→ **书面指令 1**
统计下方数据行中有多少行含有字符串“grey”，只给出行数。

→ **选段**
↓
搜索引擎为 Rails 项目升级使用 ElasticSearch 5.x 版本

pathbox · 2017年11月01日 · 最后由 johnsafe 回复于 2018年02月23日 · 11337 次阅读

本帖已被管理员设置为精华贴

最近为项目系统中使用的 Elasticsearch 进行了升级。从原来 1.4 版本的 Elasticsearch 升级到 5.x 版本。

由于 5.x 版本的 Elasticsearch 不再支持 1.4 版本中的很多查询语法，所以不可避免的进行了查询层的重构。每次 Elasticsearch 有重大版本升级的时候，会在官方文档中列出相应的改变，你需要认真阅读的Breaking changes内容。

最重要的事情是，终于可以利用这次机会，为 Elasticsearch 加入了索引别名机制

安装

Elasticsearch-5.x server 版本的安装可以参考之前的博文。我是安装在 Ubuntu16.04 上，Ubuntu14.04 也是可以的。

在Gemfile中增加

gem "elasticsearch"
gem "elasticsearch-model"
gem "elasticsearch-rails"

使用最新的 elasticsearch gem 包，至少大于 5.0 版本

加入索引别名机制

为什么说别名机制是最重要的事情呢？我们知道 Elasticsearch 的索引，当你配置并建立好之后，是无法进行更新修改的。想要进行更新修改，需要删除原来的整个索引，然后再根据新的配置，重建索引，包括索引的文档数据。这就不可避免了该索引在重建过程中有一段时间是不可用的。

举个简单的例子：Elasticsearch 有一个 orders 索引，大概有 1000w 条记录数据。你的客户会经常使用查询 orders 的功能，这个功能查的就是 orders 索引。现在你要修改 orders 索引的分词器。这时你需要重建 orders 索引 (删除再新建)，假设这个过程，让 orders 索引完全恢复到可用状态需要 10 分钟。那么，你的客户就会有 10 分钟没法使用 orders 的搜索功能。当然，你可以在凌晨 3 点进行这个操作。这里只是举个例子。Elasticsearch 索引别名机制可以帮助你进行索引无缝的升级或更新。

别名机制的过程及原理

关键的操作是：取别名。现在我要重构 orders 这个索引，我会先创建一个叫做 orders_v1 的索引，为其配置名称为 orders 的别名。这样，在查询代码层，你就可以使用类似Order.__elasticsearch__.search()这样的查询了。其实，也就是在代码层面上，不知道有 orders_v1 这个索引额存在，一切对 Elasticsearch 的操作，都通过别名 orders 操作。
↑
→ **书面指令 2**
请一字不改地抄写上面选段中以含有“搜索引擎为 Rails 项目升级使用”的文字开头、以“升级到 5.x 版本。”结尾的部分。

→ **材料**
↓
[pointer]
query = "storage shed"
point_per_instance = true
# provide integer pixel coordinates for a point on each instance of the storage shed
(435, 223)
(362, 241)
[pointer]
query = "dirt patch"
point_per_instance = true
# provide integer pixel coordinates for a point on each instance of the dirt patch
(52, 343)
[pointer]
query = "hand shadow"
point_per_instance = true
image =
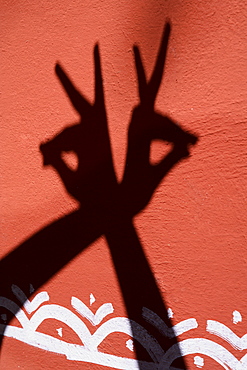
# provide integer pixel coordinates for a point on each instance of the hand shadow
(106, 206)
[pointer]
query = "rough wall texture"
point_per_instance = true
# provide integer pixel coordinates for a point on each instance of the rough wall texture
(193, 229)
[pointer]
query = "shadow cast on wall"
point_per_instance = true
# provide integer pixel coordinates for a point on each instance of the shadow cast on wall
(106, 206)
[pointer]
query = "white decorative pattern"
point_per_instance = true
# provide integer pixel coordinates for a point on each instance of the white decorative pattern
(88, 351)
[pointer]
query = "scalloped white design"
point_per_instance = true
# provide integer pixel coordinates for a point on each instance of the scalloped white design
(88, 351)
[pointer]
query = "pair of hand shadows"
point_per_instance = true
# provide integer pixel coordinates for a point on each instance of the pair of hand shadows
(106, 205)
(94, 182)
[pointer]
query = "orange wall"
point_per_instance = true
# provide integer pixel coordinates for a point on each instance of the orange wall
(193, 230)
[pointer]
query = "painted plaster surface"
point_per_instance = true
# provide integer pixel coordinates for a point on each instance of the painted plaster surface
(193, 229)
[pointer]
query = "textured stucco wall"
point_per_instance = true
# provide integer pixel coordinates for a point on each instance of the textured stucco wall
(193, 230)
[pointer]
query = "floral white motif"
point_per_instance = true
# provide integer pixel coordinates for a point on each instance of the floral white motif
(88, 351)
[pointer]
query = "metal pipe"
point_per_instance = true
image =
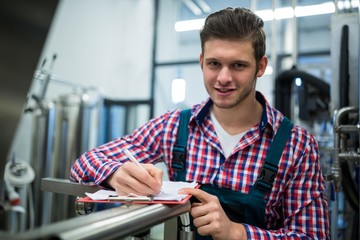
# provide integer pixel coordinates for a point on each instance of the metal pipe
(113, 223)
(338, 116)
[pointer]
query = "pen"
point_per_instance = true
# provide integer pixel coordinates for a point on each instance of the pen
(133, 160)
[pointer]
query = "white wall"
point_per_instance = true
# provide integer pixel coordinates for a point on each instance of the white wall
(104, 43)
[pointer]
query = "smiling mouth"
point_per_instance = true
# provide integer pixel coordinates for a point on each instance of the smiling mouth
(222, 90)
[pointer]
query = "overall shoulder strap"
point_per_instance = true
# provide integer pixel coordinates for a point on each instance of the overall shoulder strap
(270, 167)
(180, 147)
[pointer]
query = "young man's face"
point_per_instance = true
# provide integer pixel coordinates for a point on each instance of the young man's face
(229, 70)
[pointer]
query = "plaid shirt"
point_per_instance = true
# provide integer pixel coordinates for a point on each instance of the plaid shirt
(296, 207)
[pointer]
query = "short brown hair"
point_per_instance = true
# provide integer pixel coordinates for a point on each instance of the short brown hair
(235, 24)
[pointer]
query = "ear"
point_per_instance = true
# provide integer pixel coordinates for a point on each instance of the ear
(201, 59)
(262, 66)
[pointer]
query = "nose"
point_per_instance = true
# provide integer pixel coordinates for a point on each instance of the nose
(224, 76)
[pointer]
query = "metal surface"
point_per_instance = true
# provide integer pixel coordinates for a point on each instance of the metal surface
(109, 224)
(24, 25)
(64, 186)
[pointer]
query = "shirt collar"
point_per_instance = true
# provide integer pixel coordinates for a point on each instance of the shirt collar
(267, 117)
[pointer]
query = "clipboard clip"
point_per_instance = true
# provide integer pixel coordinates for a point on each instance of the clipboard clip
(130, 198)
↑
↓
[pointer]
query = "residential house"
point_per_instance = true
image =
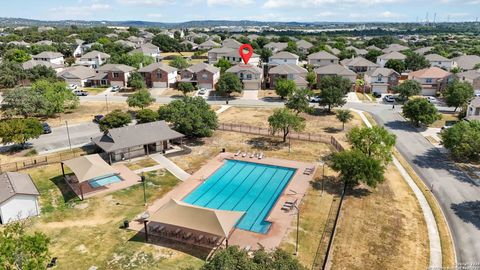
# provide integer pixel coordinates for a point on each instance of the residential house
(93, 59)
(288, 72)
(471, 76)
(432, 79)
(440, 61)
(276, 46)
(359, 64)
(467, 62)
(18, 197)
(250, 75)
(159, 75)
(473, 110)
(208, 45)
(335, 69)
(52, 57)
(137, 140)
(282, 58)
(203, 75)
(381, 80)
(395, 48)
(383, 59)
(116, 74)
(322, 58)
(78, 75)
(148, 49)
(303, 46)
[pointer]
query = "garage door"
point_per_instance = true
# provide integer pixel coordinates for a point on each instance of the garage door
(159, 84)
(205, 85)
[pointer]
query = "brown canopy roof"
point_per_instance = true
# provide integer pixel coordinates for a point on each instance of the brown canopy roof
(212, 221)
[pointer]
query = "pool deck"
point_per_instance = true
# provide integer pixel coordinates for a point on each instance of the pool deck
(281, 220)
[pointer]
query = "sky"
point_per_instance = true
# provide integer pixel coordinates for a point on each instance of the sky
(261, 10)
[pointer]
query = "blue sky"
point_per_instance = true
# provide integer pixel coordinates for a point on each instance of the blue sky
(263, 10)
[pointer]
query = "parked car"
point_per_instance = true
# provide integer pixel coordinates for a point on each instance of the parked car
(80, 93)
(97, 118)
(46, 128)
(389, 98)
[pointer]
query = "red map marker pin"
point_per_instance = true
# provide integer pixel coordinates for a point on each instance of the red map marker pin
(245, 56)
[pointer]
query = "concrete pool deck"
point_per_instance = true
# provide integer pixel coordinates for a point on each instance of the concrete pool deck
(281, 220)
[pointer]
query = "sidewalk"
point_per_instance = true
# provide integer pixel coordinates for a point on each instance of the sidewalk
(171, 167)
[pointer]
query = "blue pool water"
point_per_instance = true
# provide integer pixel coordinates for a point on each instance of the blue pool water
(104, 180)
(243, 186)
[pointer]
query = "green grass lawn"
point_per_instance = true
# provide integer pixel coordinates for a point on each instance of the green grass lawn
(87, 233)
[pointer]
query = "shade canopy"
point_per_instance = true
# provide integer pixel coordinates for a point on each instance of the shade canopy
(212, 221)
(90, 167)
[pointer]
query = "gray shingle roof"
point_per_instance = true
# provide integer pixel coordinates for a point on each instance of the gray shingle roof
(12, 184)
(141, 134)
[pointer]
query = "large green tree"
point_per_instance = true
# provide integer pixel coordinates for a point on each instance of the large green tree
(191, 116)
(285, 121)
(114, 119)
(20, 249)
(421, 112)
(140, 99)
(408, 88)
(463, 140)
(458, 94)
↑
↓
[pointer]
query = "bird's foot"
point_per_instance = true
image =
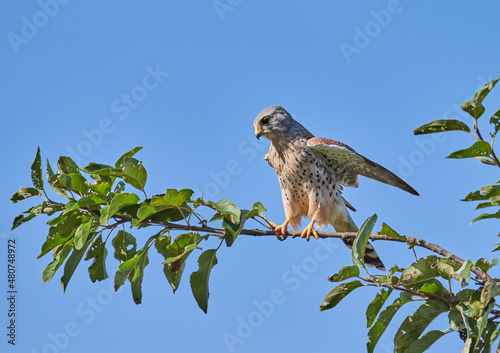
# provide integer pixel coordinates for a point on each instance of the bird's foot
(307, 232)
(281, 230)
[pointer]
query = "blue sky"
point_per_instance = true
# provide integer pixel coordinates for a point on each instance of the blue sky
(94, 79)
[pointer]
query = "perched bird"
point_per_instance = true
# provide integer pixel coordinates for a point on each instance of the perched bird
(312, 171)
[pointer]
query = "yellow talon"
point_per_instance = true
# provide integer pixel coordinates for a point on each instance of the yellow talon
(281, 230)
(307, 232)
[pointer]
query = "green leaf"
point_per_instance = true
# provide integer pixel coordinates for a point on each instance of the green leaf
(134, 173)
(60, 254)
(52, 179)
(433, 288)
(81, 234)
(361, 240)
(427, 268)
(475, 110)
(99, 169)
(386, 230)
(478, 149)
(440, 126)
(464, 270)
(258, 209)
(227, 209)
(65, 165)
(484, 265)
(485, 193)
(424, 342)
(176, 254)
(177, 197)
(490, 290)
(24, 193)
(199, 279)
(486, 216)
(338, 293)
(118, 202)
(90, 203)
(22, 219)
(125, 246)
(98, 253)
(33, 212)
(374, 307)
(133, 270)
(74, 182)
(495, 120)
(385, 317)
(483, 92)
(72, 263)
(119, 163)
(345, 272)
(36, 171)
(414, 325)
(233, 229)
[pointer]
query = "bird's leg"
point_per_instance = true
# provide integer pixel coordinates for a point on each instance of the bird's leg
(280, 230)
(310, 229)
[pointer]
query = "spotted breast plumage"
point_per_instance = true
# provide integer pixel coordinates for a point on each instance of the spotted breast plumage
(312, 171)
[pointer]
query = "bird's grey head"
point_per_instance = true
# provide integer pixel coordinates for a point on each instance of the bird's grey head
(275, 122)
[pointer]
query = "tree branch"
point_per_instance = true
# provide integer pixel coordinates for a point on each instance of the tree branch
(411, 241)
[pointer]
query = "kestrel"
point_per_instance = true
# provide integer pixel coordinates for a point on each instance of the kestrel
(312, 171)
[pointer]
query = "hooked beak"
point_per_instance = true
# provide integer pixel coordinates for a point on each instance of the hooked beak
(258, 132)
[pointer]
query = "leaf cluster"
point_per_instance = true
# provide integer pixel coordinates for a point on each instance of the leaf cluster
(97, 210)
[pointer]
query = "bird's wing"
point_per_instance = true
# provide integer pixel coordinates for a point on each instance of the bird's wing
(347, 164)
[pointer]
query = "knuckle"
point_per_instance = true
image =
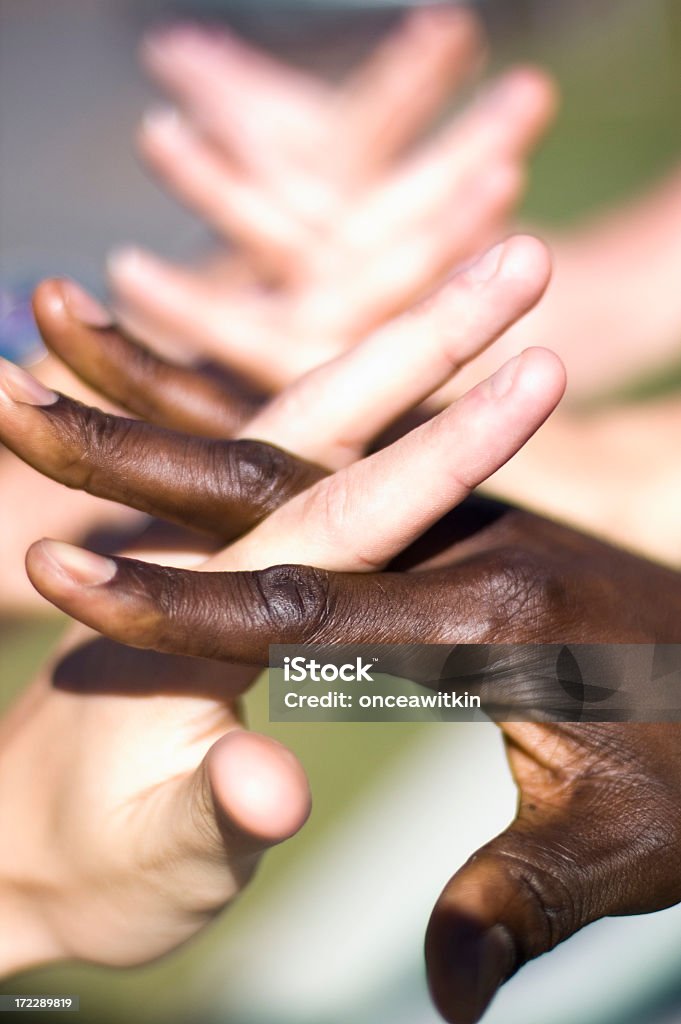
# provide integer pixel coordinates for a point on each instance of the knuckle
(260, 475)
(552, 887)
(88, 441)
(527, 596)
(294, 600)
↑
→ **问题解答 1**
2

→ **问题解答 2**
搜索引擎为 Rails 项目升级使用 ElasticSearch 5.x 版本

pathbox · 2017年11月01日 · 最后由 johnsafe 回复于 2018年02月23日 · 11337 次阅读

本帖已被管理员设置为精华贴

最近为项目系统中使用的 Elasticsearch 进行了升级。从原来 1.4 版本的 Elasticsearch 升级到 5.x 版本。